Provided information →
──────────
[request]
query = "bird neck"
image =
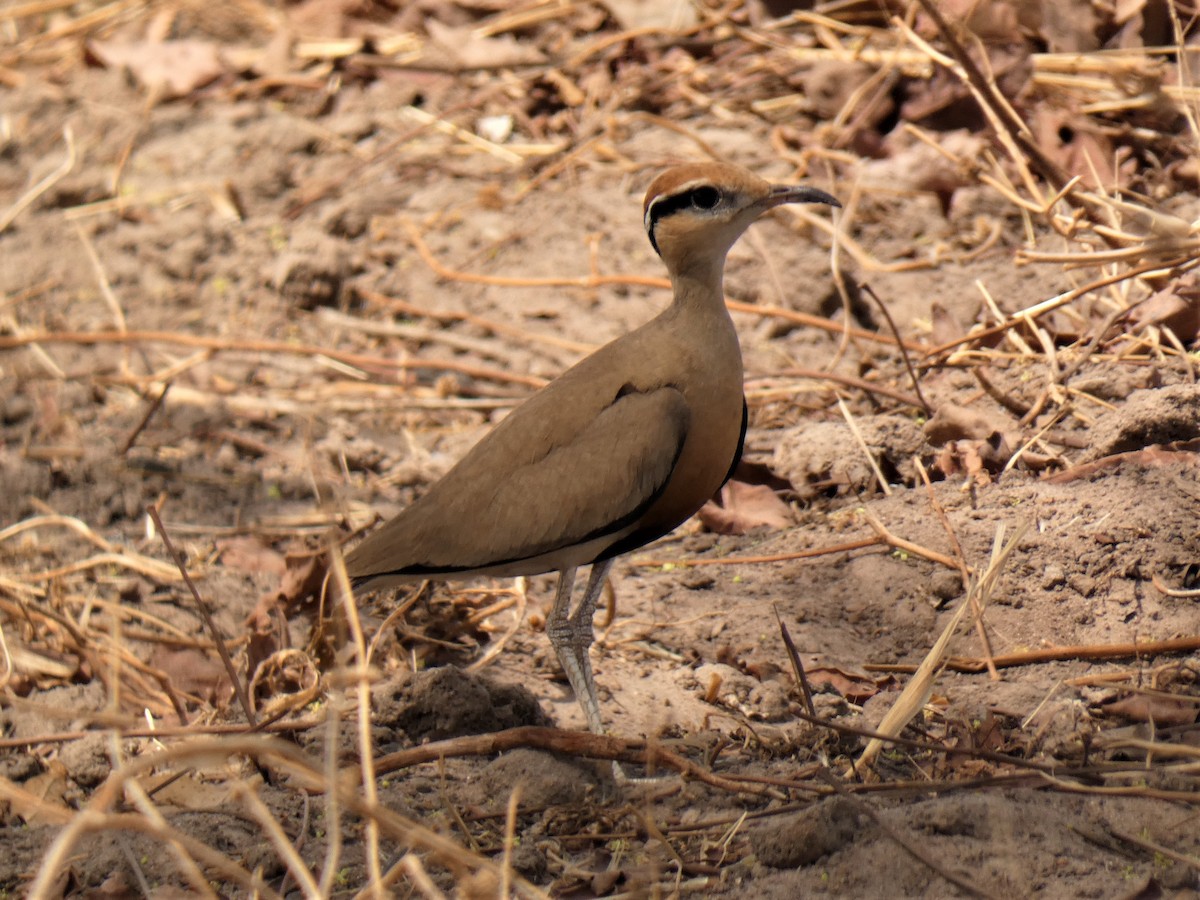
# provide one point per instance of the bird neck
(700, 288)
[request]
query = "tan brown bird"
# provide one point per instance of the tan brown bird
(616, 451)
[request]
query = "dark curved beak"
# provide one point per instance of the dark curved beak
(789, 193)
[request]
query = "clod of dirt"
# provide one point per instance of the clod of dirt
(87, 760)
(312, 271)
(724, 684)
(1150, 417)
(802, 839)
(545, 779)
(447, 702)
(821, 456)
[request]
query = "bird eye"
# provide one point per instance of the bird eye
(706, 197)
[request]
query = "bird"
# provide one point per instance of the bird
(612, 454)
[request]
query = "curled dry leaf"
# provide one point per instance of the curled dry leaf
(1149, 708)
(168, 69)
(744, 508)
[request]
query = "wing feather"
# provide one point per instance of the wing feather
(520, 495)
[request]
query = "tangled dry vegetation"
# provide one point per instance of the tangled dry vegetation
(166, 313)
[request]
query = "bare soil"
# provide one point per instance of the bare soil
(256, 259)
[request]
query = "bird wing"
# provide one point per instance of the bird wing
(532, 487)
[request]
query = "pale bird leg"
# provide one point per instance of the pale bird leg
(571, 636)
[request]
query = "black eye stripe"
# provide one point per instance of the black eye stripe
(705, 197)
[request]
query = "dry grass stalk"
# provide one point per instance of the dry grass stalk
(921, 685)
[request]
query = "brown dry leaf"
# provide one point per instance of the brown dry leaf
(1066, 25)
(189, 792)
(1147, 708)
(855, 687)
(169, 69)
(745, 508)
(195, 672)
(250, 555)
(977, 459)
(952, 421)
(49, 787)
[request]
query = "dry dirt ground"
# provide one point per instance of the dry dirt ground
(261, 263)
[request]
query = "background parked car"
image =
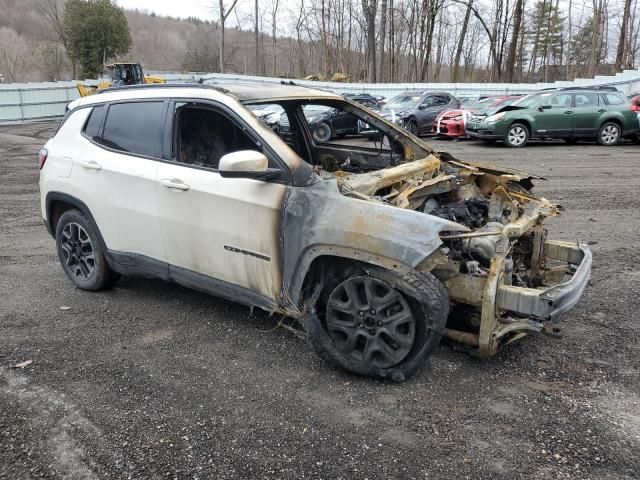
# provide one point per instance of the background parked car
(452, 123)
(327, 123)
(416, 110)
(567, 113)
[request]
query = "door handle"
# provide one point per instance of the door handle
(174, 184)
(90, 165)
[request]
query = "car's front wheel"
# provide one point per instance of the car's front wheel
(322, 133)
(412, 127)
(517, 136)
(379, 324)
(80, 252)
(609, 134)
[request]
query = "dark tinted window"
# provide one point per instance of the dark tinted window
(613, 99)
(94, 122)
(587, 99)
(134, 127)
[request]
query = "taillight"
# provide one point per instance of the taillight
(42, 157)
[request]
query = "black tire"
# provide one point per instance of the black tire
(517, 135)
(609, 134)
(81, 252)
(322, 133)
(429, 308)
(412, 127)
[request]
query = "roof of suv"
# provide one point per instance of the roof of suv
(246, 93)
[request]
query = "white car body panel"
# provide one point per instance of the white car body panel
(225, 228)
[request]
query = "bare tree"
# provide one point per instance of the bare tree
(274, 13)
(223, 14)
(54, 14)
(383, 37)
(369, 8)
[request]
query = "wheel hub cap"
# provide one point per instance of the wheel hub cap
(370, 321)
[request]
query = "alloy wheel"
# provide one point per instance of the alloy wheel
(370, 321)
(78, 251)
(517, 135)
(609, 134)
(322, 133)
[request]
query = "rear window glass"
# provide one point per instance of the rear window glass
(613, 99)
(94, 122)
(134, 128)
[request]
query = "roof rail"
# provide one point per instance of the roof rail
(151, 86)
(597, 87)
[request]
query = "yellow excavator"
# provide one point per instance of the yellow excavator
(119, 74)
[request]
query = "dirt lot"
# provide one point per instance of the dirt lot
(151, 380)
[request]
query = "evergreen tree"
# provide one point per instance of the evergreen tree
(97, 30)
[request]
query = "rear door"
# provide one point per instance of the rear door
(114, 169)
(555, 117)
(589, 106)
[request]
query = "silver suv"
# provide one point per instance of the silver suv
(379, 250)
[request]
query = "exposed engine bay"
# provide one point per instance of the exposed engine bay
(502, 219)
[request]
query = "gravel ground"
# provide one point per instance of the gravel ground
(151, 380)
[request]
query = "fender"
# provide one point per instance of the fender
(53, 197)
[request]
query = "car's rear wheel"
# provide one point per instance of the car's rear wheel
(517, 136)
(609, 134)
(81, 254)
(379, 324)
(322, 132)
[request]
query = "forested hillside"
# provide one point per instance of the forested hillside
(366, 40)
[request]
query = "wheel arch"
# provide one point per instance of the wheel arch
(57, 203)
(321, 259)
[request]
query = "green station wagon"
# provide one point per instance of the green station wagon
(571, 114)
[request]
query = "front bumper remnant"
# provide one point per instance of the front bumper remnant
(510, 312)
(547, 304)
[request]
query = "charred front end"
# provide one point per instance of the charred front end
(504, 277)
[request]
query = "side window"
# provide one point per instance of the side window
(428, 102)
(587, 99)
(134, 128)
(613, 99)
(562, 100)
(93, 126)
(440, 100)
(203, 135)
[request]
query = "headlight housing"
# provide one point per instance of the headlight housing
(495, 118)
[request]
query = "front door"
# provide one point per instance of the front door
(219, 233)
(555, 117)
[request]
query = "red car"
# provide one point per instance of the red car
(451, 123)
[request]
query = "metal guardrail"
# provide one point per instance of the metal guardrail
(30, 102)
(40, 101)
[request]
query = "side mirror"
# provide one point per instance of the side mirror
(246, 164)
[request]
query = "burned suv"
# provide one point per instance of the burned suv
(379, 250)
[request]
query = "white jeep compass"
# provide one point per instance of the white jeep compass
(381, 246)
──────────
What is being asked →
Only an exact, picture-free copy of the entries counts as the answer.

Worked solution →
[request]
query = "bird neck"
image =
# provide one point per instance of the bird neck
(700, 288)
[request]
query = "tan brown bird"
# provide one point per instance of the tan brown bird
(616, 451)
[request]
query = "dark curved beak"
# provide one point per instance of the dark curved beak
(789, 193)
[request]
query = "clod of dirt"
# provide one point per instance of the clod of dirt
(87, 760)
(312, 271)
(724, 684)
(1150, 417)
(802, 839)
(545, 779)
(447, 702)
(821, 456)
[request]
query = "bird eye"
# provide one point per instance of the bird eye
(706, 197)
[request]
query = "bird"
# provide one point per instance of the bird
(612, 454)
[request]
query = "curled dry leaf"
# provide one point per instance of the curled dry leaf
(1149, 708)
(168, 69)
(744, 508)
[request]
query = "wing feather"
# provide one point per instance of the wing feather
(520, 495)
[request]
query = "tangled dry vegetation"
# provide one point per instance of the tangled dry vegetation
(166, 313)
[request]
query = "bare soil"
# provide one point per instance of the bare soil
(256, 259)
[request]
query = "bird wing"
# provide one point per instance of the bird wing
(532, 487)
[request]
query = "pale bird leg"
# provide one point per instance of the pale bird leg
(571, 636)
[request]
query = "black eye stripe"
# provide one point per instance of the black eye stripe
(705, 197)
[request]
query = "dry grass stalk"
# provide one point per instance of the dry grass stalk
(921, 685)
[request]
query = "brown dry leaf"
# provide one point per instance of the brown dry leaf
(1066, 25)
(189, 792)
(1147, 708)
(855, 687)
(169, 69)
(745, 508)
(195, 672)
(250, 555)
(977, 459)
(952, 421)
(49, 787)
[request]
query = "dry dirt ground"
# provide one point per instance of the dry dirt ground
(261, 263)
[request]
query = "background parked car"
image =
# provide one point per instance of the background parked car
(452, 123)
(327, 123)
(416, 110)
(567, 113)
[request]
query = "door handle"
# provide one point per instance of the door handle
(174, 184)
(90, 165)
[request]
query = "car's front wheel"
# provide one point per instance of the car's front wheel
(322, 133)
(412, 127)
(517, 136)
(379, 324)
(80, 252)
(609, 134)
[request]
query = "dark tinted window"
# provide one point per instance of the dark tinted window
(613, 99)
(94, 122)
(587, 99)
(134, 127)
[request]
query = "taillight"
# provide one point per instance of the taillight
(42, 157)
[request]
query = "black tire"
# provide one point per instance of the black tire
(517, 135)
(609, 134)
(81, 252)
(322, 133)
(429, 308)
(412, 127)
[request]
query = "roof of suv"
# provide one point per instance of the roof of suv
(246, 93)
[request]
query = "white car body panel"
# provide one point per instance of the white car body panel
(225, 228)
[request]
query = "bare tree"
# provide one point per instance of the bare tree
(274, 13)
(223, 14)
(54, 14)
(383, 37)
(369, 8)
[request]
query = "wheel hub cap"
# provide one point per instance of the wheel hub cap
(370, 321)
[request]
query = "alloy wheel"
# provide one point per instance of the alloy wheel
(370, 321)
(78, 251)
(517, 135)
(609, 134)
(322, 133)
[request]
query = "rear window glass"
# provide one point per instance of the rear window glass
(613, 99)
(94, 122)
(134, 128)
[request]
query = "roof rail"
# provide one point per instance of the roof rail
(151, 86)
(597, 87)
[request]
query = "yellow excavator"
# provide one point per instance of the yellow excavator
(119, 74)
[request]
query = "dirt lot"
# provide one point per instance of the dirt lot
(151, 380)
[request]
query = "evergreen tree"
# provide one point per instance of the evergreen tree
(97, 30)
[request]
query = "rear door"
# provide one point per instance of the rear door
(114, 169)
(555, 117)
(589, 106)
[request]
query = "silver suv"
# provide one point per instance of the silver suv
(379, 250)
[request]
query = "exposed engine bay"
# provide one point per instance of the exposed engine bay
(502, 219)
[request]
query = "gravel ground"
# provide one point per instance of the gravel ground
(151, 380)
[request]
query = "fender"
# provide one point per instance of the fender
(53, 197)
[request]
query = "car's rear wheel"
# provide one point per instance of the car's rear wheel
(517, 136)
(609, 134)
(81, 254)
(379, 324)
(322, 132)
[request]
query = "forested hillside"
# provide one point per instance of the forested hillside
(366, 40)
[request]
query = "wheel arch"
# provide one point per instance of the wheel arch
(57, 203)
(321, 259)
[request]
query = "green station wagon"
# provide one point per instance of the green station wagon
(571, 114)
[request]
query = "front bumper remnant"
# provide one point per instance of the front bumper remnant
(510, 312)
(547, 304)
[request]
query = "charred front end"
# provide one point per instance of the charred front end
(504, 277)
[request]
query = "side window"
# provide one point per instance of the side window
(428, 102)
(587, 99)
(134, 128)
(613, 99)
(562, 100)
(93, 126)
(440, 100)
(203, 135)
[request]
query = "headlight housing"
# provide one point per instance of the headlight housing
(495, 118)
[request]
query = "front door"
# provide one point per instance of the front door
(219, 233)
(555, 117)
[request]
query = "red car"
# provide one point per instance of the red car
(451, 123)
[request]
query = "metal guardrail"
# provide one point per instance of the metal guardrail
(30, 102)
(40, 101)
[request]
query = "side mirror"
# provide one point per instance of the side mirror
(246, 164)
[request]
query = "burned suv"
# provide one point per instance of the burned suv
(379, 250)
[request]
query = "white jeep compass"
# provide one point per instance of the white jeep compass
(381, 246)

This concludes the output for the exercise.